§ Text provided

----

Movies and TV shows would have you believe that the pain associated with having a baby ends with the delivery of your precious bub into your loving arms. Unfortunately, that's not the case for most breastfeeding parents, and when talking about women's health, it's important that we cover it all, from pregnancy to postpartum.

If you're experiencing sore nipples, cracked nipples or pain when breastfeeding, you're definitely not alone. In fact, one study from 2005-2007 found that 75.4% of women experience pain after their baby begins breastfeeding [1].

Although breastfeeding isn't for everyone for a variety of reasons (and naturally, we respect every mum's choice!), the World Health Organisation recommends breastfeeding exclusively for 6 months after giving birth, then continued breastfeeding combined with solid foods for 1 year and beyond, if both mum and baby wish [2].

That's a long time to be dealing with sore or cracked nipples, and no one needs that. In this article, we'll break down what's normal, what's not, and offer tips on how to soothe sore nipples.

Is it normal to experience nipple pain when breastfeeding?

The short answer is yes, it's pretty common to experience nipple soreness while breastfeeding.

While nipple pain and having trouble breastfeeding aren't as widely represented in conversations about pregnancy and postpartum as, say, labour pain, breast pain is very real, and very common.

One 2010 study found that 96% of new mothers begin breastfeeding their babies after birth, and a different study found that 75.4% of women have experienced breastfeeding pain, especially in the first few weeks after birth [3][4].

----

§ Check your understanding
1. According to the article on breastfeeding pain, what percentage of new mothers began breastfeeding their babies after birth in the 2010 study?
2. Extract the stretch of the article on breastfeeding pain from "Movies and TV" through "baby wish [2].".
3. Extend the article on breastfeeding pain, picking up after its last sentence.
The records that come next are separate material and are not part of the article.

§ Referring expression pointing data

----

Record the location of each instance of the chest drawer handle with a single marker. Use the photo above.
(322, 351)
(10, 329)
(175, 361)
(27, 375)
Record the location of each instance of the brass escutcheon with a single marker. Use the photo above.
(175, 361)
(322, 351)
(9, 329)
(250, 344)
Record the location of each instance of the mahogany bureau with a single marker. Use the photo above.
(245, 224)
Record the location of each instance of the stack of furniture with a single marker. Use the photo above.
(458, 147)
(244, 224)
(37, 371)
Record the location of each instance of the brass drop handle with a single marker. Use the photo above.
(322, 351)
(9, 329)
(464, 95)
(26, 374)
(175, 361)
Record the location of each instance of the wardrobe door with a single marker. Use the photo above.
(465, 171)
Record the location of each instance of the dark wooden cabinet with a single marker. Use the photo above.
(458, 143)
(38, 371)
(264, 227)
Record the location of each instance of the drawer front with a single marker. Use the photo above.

----

§ Outputs by task
1. 96%

2.
Movies and TV shows would have you believe that the pain associated with having a baby ends with the delivery of your precious bub into your loving arms. Unfortunately, that's not the case for most breastfeeding parents, and when talking about women's health, it's important that we cover it all, from pregnancy to postpartum.

If you're experiencing sore nipples, cracked nipples or pain when breastfeeding, you're definitely not alone. In fact, one study from 2005-2007 found that 75.4% of women experience pain after their baby begins breastfeeding [1].

Although breastfeeding isn't for everyone for a variety of reasons (and naturally, we respect every mum's choice!), the World Health Organisation recommends breastfeeding exclusively for 6 months after giving birth, then continued breastfeeding combined with solid foods for 1 year and beyond, if both mum and baby wish [2].

3.
Of course, sore nipples can be caused by a number of different issues, and that will mean different kinds of pain. This can result in cracked skin, bruising, breast fullness, nipple sensitivity, even shooting pains.

Luckily, with the right care, most of these problems can be resolved.

What causes nipple pain during breastfeeding?

Most problems with breastfeeding arise in the first few weeks, while both mother and child are doing their best to figure everything out. And that's a whole process in itself!

In order to continue breastfeeding without pain, it's important to first identify what's causing the pain.

These are the most common causes of breast and nipple soreness while breastfeeding.

Latching issues

If you're dealing with nipple soreness, bleeding nipples, cracking or bruising, you may be experiencing issues with the way the baby's mouth latches to the breast.

In a good latch, your baby's mouth should be wide and taking in a large portion of your areola into their mouth. Their chin should be against your breast with their nose turned upwards.

Your nipple will be gently pressed against the roof of their mouth with their tongue cupping underneath. Once your milk starts flowing, your baby should be taking slow sucks with some pauses for swallowing.

A poor or shallow latch, on the other hand, is when the baby's mouth is positioned on the nipple rather than the breast. This can cause your baby to squash your nipple as they feed, leading to pinched and painful nipples and even a restricted flow of milk.

A short or restricted frenulum, aka tongue tie, can also prevent your baby's tongue from achieving the proper latch and will cause the baby to break the suction frequently [5].

Tongue tie affects up to 11% of newborn babies [6]. If you suspect that it is affecting your baby's latch, consult your lactation consultant or doctor.

Flat or squashed nipples

Incorrect and uncomfortable nursing positions can lead to squashing the nipple as they feed, resulting in flat nipples. This can be damaging and restrict milk flow, which can lead to clogged milk ducts and mastitis.

Clogged milk ducts

If you have a painful lump in your breast, you may be experiencing a clogged milk duct, which is a build-up of breast milk that hasn't been able to empty from the breast properly.

Telltale signs of a clogged milk duct include: a lump specific to one area of the breast, a white mark, milk blister or plug on your nipple, thickened milk, and sore breasts while breastfeeding or using a breast pump.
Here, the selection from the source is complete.